### WHAT IS NEEDED
Write out the whole listing word for word.

★ ★ ★ ★

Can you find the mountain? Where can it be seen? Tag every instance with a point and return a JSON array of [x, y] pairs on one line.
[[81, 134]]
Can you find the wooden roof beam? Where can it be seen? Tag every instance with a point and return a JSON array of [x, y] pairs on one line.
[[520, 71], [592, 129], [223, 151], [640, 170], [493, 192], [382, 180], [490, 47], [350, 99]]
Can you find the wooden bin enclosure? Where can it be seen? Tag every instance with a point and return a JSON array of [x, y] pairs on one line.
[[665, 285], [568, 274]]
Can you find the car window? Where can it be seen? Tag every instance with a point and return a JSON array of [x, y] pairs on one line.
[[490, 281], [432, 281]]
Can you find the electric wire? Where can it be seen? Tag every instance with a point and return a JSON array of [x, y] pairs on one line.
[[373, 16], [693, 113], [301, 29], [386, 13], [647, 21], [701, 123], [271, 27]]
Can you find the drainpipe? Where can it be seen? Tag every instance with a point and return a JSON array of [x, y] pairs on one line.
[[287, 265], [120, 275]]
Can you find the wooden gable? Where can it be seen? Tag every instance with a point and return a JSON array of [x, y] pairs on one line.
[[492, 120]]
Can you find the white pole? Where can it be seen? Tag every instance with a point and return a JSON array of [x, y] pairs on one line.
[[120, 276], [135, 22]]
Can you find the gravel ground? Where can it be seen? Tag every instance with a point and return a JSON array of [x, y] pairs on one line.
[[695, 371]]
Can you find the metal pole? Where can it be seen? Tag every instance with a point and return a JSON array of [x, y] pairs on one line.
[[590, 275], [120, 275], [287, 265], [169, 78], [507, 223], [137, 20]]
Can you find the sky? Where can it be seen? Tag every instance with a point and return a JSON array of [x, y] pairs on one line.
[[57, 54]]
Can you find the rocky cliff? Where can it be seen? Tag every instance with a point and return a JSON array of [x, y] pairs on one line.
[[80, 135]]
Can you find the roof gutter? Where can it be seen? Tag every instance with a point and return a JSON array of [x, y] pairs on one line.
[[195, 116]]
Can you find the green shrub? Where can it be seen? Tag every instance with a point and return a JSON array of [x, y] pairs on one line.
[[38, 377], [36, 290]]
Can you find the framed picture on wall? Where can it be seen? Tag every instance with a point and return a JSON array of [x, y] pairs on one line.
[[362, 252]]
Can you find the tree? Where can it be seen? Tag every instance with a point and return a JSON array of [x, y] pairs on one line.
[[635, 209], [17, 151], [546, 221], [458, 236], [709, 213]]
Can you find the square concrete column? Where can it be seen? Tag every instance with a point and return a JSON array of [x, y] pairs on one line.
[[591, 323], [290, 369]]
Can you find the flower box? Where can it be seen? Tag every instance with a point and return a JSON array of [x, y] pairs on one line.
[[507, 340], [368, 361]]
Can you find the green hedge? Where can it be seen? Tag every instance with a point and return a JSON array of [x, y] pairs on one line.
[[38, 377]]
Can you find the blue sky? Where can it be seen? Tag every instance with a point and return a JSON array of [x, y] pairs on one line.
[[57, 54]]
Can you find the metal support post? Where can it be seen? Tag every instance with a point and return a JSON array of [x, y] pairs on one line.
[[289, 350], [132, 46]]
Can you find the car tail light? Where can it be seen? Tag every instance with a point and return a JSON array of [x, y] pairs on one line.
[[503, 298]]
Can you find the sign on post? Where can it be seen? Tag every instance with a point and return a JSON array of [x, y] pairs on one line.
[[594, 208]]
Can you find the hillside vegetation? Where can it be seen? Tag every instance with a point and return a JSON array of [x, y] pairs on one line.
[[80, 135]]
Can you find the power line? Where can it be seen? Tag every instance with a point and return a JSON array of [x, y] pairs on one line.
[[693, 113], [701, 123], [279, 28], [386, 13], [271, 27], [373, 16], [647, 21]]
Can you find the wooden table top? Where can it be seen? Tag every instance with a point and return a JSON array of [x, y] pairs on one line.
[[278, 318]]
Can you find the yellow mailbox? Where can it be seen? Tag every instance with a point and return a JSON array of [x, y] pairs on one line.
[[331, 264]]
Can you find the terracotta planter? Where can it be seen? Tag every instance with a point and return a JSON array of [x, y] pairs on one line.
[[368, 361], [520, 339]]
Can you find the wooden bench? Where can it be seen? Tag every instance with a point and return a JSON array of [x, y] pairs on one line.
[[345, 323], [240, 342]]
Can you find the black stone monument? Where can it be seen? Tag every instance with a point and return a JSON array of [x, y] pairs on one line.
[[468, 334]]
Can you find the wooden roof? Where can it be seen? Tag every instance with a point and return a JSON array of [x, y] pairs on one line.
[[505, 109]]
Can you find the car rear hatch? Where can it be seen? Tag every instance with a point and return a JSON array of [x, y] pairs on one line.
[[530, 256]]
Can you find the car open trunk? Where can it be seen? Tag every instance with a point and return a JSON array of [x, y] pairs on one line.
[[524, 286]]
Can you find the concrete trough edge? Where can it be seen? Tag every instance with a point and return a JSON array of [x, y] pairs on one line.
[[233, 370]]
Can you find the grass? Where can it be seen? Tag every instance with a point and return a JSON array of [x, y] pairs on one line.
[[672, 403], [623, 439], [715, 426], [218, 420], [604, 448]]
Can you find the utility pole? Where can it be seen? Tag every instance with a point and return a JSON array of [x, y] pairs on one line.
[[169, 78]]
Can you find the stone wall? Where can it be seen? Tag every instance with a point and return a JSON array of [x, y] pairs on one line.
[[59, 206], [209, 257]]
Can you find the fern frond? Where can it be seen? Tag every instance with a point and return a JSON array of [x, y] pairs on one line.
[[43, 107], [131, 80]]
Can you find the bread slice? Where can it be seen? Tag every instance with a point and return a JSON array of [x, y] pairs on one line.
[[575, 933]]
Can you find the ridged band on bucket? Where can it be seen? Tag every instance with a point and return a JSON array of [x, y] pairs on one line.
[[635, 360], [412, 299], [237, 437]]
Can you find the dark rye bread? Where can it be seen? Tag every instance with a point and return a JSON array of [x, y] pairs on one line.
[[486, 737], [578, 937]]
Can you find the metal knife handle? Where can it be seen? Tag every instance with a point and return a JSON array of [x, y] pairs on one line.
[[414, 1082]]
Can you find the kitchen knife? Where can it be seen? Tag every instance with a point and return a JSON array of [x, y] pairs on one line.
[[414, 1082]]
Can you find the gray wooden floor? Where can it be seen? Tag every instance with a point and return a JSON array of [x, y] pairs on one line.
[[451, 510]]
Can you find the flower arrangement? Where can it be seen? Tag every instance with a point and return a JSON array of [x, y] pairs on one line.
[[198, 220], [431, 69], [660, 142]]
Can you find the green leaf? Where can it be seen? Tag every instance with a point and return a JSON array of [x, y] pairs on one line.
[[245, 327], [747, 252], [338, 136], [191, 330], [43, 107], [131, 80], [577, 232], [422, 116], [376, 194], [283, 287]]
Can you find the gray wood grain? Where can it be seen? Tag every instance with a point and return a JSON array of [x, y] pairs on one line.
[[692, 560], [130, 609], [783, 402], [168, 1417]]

★ ★ ★ ★

### RESULT FOR THIS TASK
Can you find the mountain? Where can it be seen? Tag every instance with a point and return a JSON array of [x, y] pairs on one line.
[[81, 134]]
Can you find the wooden roof beam? Where can it be seen? Tag every instance with a point and return a JSON array of [x, y] pairs on one line.
[[520, 71], [592, 129], [223, 151], [640, 170], [493, 192], [382, 180], [490, 47], [350, 99]]
Can you find the wooden bin enclosure? Where can it be seen? Tag every instance with a point and return a JSON array of [x, y] pairs on one line.
[[665, 285], [568, 274]]
Can you find the car window? Where can it be seen? Tag every instance with a point and return a JSON array of [x, y] pairs on one line.
[[490, 281], [432, 281]]
Can you find the electric wire? Where can it be seen? Tag every instance with a point and return a JSON array of [x, y] pairs on one line.
[[373, 16], [693, 113], [301, 29], [386, 13], [647, 21], [701, 123], [271, 27]]
Can you find the drainpipe? Where can it be seen? Tag every instance with a point and return a JSON array of [x, y] pairs on one line.
[[287, 265], [120, 275]]
Can you find the wooden gable? Where can it be seen? Tag every instance with a point and return a JSON array of [x, y] pairs on one line.
[[492, 120]]
Can you find the white pole? Where can it be seen? Tag every instance with a point and return a JSON array of [x, y] pairs on one line.
[[120, 276], [135, 22]]
Can you find the gravel ground? Where can it be seen? Tag every instance with a point and return a JSON array of [x, y] pairs on one line.
[[695, 371]]
Can you find the metal pole? Where can it be seen? Tag every instance with a point and return a JSON array of [x, y] pairs on one line.
[[590, 275], [120, 275], [287, 265], [169, 78], [507, 223], [137, 20]]
Can you find the sky? Where can it be seen? Tag every instance with a point and return a JSON array of [x, y] pairs on one line.
[[57, 54]]
Can you find the rocky cliff? Where can it be seen? Tag every instance with a point and return a JSON array of [x, y] pairs on one line.
[[80, 135]]
Can you find the roof gutter? Where can it be seen? Tag every instance with a point and return a JSON array of [x, y] pairs on one line.
[[195, 116]]
Can you find the green shrub? Where can it be seen? Tag every instance with a point and return a JSON array of [x, y] pairs on one line.
[[38, 377], [36, 290]]
Can you find the framed picture on wall? Where can it be seen? Tag every instance with a point and return a JSON array of [x, y] pairs on one line.
[[362, 252]]
Can you find the tree? Where can it be seen? Tag every instance with a point and return a JSON array of [x, y] pairs on one line.
[[635, 209], [17, 151], [546, 221], [458, 236], [709, 213]]
Can you find the square concrete column? Where can it be seen? Tag every instance with a point and return a JSON array of [x, y] pairs on one line.
[[591, 323], [290, 369]]
Can you find the flower box? Where can it be seen? Tag every instance with a point and return a JSON array of [x, y] pairs on one line.
[[507, 340], [368, 361]]
Can you find the green hedge? Where can it be seen? Tag every instance with a point and return a JSON array of [x, y] pairs on one line.
[[38, 377]]
Can you find the blue sky? Where can it be seen? Tag every instance with a point and return a JSON array of [x, y] pairs on one line.
[[57, 54]]
Can you find the metal support post? Where can it be seen? Tag every instance with a point and return a JSON array of [x, y] pairs on one line.
[[289, 350], [132, 46]]
Can you find the car tail light? Where can it be seen? Tag every instance with a point and return a JSON array of [x, y] pairs on one line.
[[503, 298]]
Can you find the sign on post? Where can it be seen? Tag every instance with a point and return a JSON array of [x, y] pairs on one line.
[[594, 208]]
Can you find the hillside vegetation? Where can it be seen? Tag every instance with a point and return a JSON array of [x, y] pairs on one line.
[[80, 135]]
Can you find the power line? Where can it be seen? Tag every instance with a point and return a JSON array of [x, y] pairs on one line.
[[693, 113], [701, 123], [279, 28], [386, 13], [271, 27], [373, 16], [647, 21]]
Can you find the wooden table top? Where can it be seen? Tag every instance with a point and return a JSON array of [x, y] pairs on one line.
[[278, 318]]
Can you find the yellow mailbox? Where can it be seen? Tag every instance with a point and return a JSON array of [x, y] pairs on one line.
[[331, 264]]
Can you find the terracotta planter? Where can it be seen? Tag every instance with a point and return a JSON array of [x, y] pairs on one line.
[[368, 361], [520, 339]]
Can you find the wooden bench? Where can it be seen? Tag every instance with a point and return a JSON array of [x, y] pairs on one line.
[[345, 323], [240, 342]]
Can you find the black stone monument? Where can it be seen? Tag every instance with a point and return a JSON array of [x, y] pairs on one line.
[[468, 334]]
Can you find the wooden roof? Where can it be seen? Tag every instance with a point and return a JSON array of [x, y] pairs on one line.
[[505, 109]]
Can you find the car rear hatch? Where can it be seen? Tag every instance with a point and return a JSON array of [x, y] pairs on one line.
[[530, 256]]
Can you find the car open trunk? Where can it be seen? Tag every instance with a point and return a JSON array of [x, y] pairs on one line.
[[524, 286]]
Can you find the concrete trough edge? Where can it be seen? Tag every instance with a point and return a JSON array of [x, y] pairs on one line.
[[233, 370]]
Can you find the grass? Where can it be seen? Tag every instance with a point and return a JSON array of [x, y] pairs on one line.
[[672, 403], [623, 439], [715, 426], [218, 420], [604, 448]]
Can you find the utility pole? Where can it be seen? Tag every instance with a point and return a JSON array of [x, y] pairs on one line.
[[169, 78]]
Can you find the stone wall? Where can it be seen? Tag every instance with a point and return a JSON array of [x, y] pairs on one line.
[[59, 206], [209, 257]]
Can you find the fern frond? Where can it be seen? Tag every instance with a point and return a JSON array of [x, y] pairs on one line.
[[43, 107], [131, 80]]
Can you find the bread slice? Where can it be seen? Tag every instance with a point and return a JSON array of [x, y] pairs on one line.
[[575, 933]]
Can you find the ridged band on bucket? Where can it be seen? Tag every instance with a point and return a JSON array of [x, y] pairs on one line.
[[635, 360], [412, 299], [237, 437]]
Can you find the dark rye bread? Where can it be seen? Tag every instance with a point and return a JSON array of [x, y] pairs on one line.
[[486, 737], [578, 937]]
Can you find the metal knife handle? Where can it be seen? Tag every instance with a point and return a JSON array of [x, y] pairs on one line.
[[414, 1082]]
Can you find the kitchen knife? Where can it be seen? Tag every instance with a point and return a JSON array of [x, y] pairs on one line.
[[414, 1082]]
Can you find the gray wooden floor? Where can it be seen? Tag every instance with a point and return a JSON array of [x, y] pairs on one line.
[[451, 510]]
Can you find the flower arrangement? Where can it be seen? Tag every instance with a point and return a JSON array of [x, y] pairs on one line.
[[198, 220], [431, 69], [660, 142]]
Can you find the green leaf? Where can it be seen? Tag every instance with a point and return a JSON array of [x, y] pairs on one line.
[[245, 327], [747, 252], [338, 136], [191, 330], [43, 107], [131, 80], [577, 232], [422, 116], [376, 194], [283, 287]]
Can you find the gray wood grain? Where can it be seen? Tag every instance with a point and return a JSON array of [x, y] pairs on one line.
[[692, 560], [130, 609], [783, 402], [168, 1417]]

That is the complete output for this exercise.